■ Complete the following ■
a. List every Columbus tubing type named in the forum discussion below about seat post sizes.
b. Continue the forum discussion below about seat post sizes and seat tube butting from its last sentence.

I have a question. I'm not a framebuilder but I'm confused/curious about this.

How does one obtain a a given seat post size on a bike?

Ex. My road bike is Columbus SLX, with a 0.6-0.9 single butted seat tube (well it should). Since the tube OD is 28.6 the ID should be 28.6 - 2*0.6 = 27.4, yet it takes a 27.2 post. I have another bike which is Columbus SL with the same butt profile and takes a 27.0 post. Finally my touring bike is Columbus SP and takes a 27.2. This one makes sense since it's butted 0.7-1.0 (28.6-2*0.7=27.2) but I was told they where usually made for a 27.0.

So I'm wondering how it works since I'm obviously wrong. Is the tube actually double butted then reamed one or two sizes up?

Nessism 10-02-08 07:43 AM

Do the math and add 0.2mm for clearance.

Common 1-1/8" OD seat tubes with 0.6mm wall at top take a 27.2mm seat post. These tubes are single butted with the thick wall end down at the bottom bracket and the thin section at top - which is the end that is trimmed to size when building the frame. When brazing the seat cluster there will be heat distortion thus the need for reaming. Some people don't do a complete reaming job and wind up with a slightly undersized ID (this could be the case with your SL frame).

■ Entries provided ■

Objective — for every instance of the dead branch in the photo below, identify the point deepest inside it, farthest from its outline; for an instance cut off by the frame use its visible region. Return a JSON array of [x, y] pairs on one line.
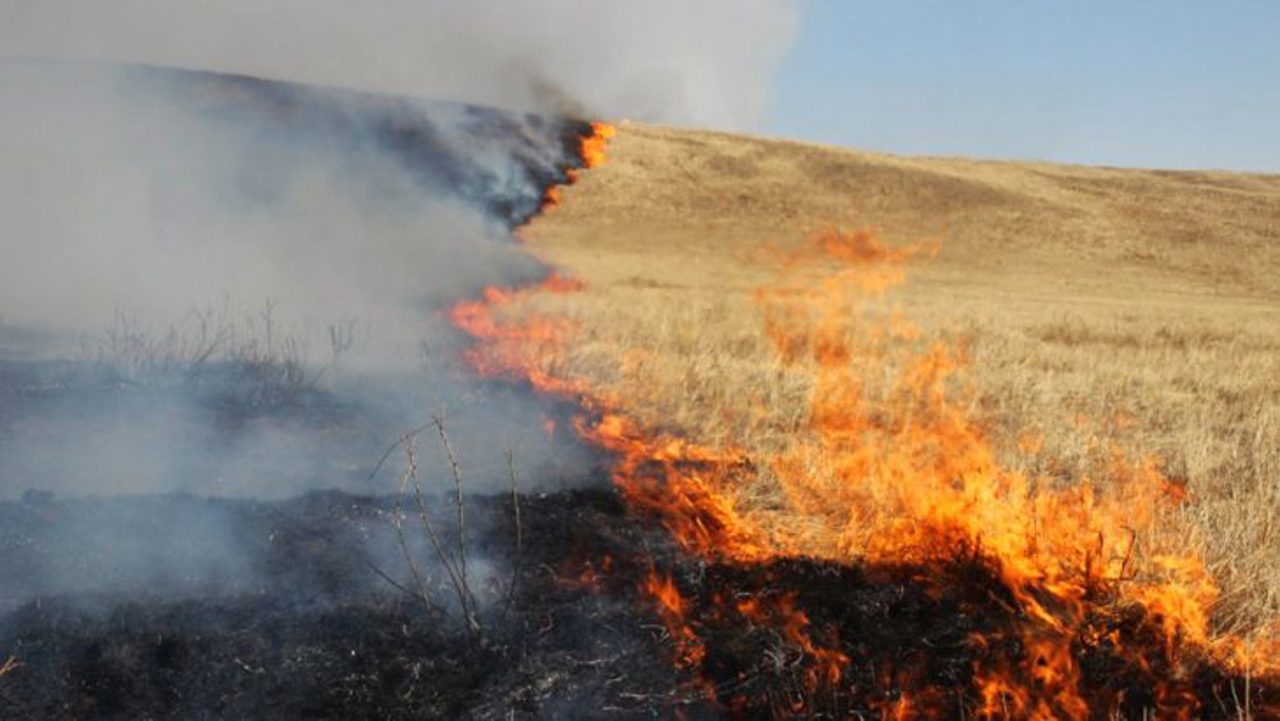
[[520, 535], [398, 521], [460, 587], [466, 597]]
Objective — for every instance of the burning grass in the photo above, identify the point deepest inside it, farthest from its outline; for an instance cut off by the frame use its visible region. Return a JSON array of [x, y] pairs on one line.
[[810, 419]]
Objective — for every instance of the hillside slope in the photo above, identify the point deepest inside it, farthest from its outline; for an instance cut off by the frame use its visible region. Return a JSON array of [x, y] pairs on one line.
==
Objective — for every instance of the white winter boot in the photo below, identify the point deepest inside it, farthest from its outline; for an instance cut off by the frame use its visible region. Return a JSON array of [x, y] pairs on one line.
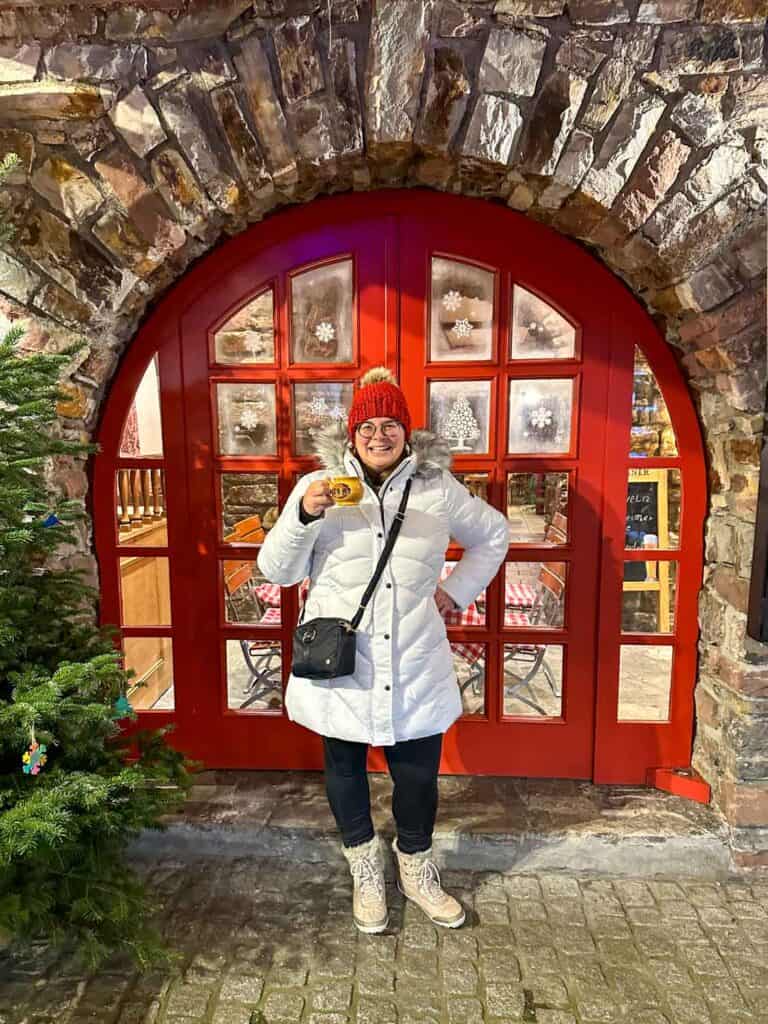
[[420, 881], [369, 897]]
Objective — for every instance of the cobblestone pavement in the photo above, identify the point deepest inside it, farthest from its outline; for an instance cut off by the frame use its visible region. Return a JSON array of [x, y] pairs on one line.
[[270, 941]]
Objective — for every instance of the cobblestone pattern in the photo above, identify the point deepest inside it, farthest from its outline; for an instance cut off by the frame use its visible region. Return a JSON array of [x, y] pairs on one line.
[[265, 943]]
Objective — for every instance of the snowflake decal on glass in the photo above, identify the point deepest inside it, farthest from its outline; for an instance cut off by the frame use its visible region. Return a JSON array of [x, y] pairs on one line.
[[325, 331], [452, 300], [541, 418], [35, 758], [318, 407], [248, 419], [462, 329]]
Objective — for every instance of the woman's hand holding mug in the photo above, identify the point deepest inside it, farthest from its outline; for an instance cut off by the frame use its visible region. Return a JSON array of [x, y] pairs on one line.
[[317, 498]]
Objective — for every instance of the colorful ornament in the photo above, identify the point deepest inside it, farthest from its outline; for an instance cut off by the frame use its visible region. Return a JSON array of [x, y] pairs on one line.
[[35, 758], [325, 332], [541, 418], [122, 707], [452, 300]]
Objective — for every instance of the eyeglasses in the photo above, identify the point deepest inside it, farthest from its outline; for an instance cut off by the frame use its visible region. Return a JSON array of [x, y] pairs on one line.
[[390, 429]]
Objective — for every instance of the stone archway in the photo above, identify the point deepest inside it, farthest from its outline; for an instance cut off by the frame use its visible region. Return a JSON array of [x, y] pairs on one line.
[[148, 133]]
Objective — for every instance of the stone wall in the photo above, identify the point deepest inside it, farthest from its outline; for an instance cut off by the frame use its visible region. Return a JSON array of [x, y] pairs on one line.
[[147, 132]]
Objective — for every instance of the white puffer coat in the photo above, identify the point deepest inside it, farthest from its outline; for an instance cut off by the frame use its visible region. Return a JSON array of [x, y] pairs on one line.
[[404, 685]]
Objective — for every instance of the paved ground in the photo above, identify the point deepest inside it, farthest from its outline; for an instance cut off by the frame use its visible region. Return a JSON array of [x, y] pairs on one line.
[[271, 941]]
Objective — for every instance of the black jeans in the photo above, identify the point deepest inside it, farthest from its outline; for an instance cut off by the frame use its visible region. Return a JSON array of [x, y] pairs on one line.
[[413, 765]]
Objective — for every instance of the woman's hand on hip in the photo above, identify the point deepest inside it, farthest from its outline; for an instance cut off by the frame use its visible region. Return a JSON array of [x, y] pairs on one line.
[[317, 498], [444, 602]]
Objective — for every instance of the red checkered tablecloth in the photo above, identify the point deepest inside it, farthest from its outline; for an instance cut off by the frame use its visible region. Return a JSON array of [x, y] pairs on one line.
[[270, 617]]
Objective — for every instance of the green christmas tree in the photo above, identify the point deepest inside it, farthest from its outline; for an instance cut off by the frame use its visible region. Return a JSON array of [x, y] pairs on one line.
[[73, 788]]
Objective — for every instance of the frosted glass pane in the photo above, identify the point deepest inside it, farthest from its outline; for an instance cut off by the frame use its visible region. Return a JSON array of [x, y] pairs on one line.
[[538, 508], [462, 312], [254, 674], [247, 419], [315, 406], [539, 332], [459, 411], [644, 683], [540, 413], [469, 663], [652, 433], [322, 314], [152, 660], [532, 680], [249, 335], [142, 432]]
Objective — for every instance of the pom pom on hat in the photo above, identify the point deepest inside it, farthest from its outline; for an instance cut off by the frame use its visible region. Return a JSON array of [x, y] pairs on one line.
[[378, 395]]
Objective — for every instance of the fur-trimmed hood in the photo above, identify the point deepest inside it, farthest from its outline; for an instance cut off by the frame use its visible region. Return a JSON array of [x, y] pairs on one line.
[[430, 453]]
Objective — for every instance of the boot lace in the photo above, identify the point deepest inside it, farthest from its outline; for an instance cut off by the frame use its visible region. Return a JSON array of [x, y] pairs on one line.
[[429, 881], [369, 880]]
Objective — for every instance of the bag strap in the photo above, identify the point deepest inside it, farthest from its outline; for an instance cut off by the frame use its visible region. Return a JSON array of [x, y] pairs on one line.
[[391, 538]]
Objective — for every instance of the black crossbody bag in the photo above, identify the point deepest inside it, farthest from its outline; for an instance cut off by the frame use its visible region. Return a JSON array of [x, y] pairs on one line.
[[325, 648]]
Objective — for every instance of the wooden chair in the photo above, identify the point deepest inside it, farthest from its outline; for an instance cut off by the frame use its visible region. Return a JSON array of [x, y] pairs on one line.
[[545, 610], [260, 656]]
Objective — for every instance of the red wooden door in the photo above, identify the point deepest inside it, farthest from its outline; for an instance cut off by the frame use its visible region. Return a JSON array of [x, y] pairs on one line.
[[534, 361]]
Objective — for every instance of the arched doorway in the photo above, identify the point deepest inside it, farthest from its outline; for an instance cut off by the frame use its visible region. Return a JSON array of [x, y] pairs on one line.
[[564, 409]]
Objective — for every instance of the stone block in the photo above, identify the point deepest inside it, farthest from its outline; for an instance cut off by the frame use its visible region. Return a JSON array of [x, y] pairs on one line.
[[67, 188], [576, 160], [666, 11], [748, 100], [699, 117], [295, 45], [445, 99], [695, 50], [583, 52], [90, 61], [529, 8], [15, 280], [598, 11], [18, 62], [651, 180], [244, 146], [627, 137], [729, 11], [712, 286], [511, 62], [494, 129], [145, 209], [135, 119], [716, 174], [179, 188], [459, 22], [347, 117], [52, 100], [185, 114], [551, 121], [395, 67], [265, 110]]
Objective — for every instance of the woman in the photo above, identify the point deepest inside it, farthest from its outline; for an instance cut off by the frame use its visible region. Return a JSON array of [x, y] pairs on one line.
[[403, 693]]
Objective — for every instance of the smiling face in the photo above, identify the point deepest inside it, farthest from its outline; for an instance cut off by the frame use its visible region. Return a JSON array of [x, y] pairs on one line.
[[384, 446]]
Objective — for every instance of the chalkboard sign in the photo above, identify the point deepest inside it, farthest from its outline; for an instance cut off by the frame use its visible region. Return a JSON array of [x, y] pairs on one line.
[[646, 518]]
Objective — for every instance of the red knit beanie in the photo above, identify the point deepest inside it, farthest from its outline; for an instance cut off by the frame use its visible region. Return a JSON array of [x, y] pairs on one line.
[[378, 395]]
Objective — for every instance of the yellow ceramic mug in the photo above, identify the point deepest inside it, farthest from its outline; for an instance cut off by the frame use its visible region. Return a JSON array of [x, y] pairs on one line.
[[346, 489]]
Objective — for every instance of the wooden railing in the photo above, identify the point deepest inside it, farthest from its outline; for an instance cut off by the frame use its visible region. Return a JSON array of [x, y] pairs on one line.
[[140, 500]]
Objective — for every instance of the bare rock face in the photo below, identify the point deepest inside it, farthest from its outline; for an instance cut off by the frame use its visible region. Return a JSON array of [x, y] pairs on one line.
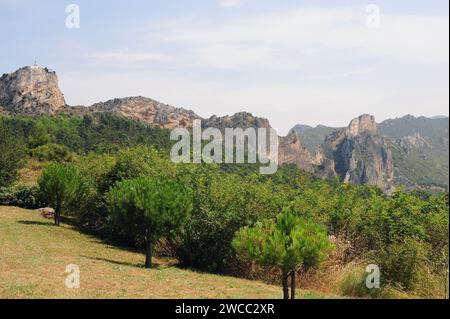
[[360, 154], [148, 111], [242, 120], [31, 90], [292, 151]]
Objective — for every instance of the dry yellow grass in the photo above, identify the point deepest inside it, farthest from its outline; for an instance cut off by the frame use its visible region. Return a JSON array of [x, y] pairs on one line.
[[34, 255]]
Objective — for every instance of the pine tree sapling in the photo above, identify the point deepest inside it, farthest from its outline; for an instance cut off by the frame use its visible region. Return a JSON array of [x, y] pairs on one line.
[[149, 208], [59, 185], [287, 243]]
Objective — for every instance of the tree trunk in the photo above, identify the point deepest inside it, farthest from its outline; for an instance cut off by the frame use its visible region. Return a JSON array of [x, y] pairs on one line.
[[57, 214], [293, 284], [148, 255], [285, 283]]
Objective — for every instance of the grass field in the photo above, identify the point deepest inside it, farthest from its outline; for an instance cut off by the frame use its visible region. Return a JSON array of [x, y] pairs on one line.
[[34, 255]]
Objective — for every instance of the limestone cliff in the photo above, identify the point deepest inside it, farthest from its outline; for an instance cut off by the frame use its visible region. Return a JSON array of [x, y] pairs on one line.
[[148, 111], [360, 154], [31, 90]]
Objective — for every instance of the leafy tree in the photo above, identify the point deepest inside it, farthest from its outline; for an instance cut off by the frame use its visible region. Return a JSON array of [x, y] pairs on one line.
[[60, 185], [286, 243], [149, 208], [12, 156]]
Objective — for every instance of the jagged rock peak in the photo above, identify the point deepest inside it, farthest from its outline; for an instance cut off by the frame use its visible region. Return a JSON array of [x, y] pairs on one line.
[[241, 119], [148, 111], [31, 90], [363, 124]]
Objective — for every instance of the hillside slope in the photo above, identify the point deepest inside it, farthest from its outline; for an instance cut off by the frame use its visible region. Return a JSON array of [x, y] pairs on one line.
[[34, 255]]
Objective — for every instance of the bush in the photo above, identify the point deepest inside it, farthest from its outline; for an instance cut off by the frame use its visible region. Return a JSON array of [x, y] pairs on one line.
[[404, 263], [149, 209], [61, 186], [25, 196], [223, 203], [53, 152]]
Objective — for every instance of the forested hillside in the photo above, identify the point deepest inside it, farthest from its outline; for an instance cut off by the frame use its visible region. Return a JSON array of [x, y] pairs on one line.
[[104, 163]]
---
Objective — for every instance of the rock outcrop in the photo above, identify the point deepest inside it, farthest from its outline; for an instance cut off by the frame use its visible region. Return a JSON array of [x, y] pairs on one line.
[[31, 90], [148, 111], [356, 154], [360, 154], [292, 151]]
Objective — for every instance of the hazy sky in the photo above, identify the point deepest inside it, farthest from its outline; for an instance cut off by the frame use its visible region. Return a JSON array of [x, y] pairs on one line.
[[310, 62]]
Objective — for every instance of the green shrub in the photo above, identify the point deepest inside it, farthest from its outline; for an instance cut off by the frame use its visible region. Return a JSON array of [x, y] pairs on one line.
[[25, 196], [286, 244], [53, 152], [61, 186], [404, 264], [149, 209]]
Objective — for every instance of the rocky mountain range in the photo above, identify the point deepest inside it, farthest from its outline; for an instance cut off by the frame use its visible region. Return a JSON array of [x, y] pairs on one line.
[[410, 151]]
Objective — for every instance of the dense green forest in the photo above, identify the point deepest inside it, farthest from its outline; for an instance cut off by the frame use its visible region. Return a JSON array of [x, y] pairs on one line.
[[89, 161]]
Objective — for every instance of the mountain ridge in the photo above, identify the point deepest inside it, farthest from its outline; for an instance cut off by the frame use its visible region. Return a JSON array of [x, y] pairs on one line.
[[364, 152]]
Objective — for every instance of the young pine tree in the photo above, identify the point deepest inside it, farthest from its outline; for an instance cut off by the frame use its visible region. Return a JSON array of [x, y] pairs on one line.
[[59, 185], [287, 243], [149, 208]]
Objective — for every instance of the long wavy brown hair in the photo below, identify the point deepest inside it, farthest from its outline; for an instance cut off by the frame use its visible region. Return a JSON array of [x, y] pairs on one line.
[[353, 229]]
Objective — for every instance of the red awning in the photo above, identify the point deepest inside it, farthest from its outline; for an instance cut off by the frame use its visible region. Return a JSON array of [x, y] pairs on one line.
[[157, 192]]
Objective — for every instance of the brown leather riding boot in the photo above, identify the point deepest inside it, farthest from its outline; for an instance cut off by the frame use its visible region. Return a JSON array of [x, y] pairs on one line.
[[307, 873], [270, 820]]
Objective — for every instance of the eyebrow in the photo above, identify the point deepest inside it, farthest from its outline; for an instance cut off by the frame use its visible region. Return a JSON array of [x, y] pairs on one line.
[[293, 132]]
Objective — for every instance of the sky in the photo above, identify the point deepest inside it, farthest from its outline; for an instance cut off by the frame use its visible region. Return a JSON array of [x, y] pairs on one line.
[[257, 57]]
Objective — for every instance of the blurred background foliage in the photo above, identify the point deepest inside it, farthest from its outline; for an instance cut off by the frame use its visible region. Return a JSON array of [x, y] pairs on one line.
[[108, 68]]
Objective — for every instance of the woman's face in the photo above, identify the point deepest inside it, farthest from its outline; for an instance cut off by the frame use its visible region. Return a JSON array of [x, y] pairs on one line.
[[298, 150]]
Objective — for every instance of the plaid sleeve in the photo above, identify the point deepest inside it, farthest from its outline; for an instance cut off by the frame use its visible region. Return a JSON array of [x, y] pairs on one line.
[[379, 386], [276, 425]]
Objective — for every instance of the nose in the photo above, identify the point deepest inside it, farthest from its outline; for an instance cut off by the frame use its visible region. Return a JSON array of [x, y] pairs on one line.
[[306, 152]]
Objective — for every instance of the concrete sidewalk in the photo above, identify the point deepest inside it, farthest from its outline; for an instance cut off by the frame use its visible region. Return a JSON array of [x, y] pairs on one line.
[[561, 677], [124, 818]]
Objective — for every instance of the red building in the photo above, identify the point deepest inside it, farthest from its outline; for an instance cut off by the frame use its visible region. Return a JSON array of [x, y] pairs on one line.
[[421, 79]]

■ Responses ■
a. Columbus SLX, Columbus SL, Columbus SP

b.
I've built frames using a True Temper double butted seat tube which have a funky .8mm section at top. Used my reamer and just skimmed that butted section down until it was 0.6mm which allowed a normal 27.2mm seat post to fit inside.:)

tuz 10-02-08 10:23 AM

Ok I see it's because the steel contracts during brazing and stays contracted after. Makes sense! Thanks.

NoReg 10-02-08 07:26 PM

Just as a general priciple, you don't want to ream the tube up a size. Normally the seat tube would fit nicely in the tube before heat. There are probably situations where the jump is pretty minimal, but as has been said there are distortions that need to be dealt with, or may need to be. There are a number of ways of reducing the chance there will be distortion. Like adding an internal sleeve, or even an external one.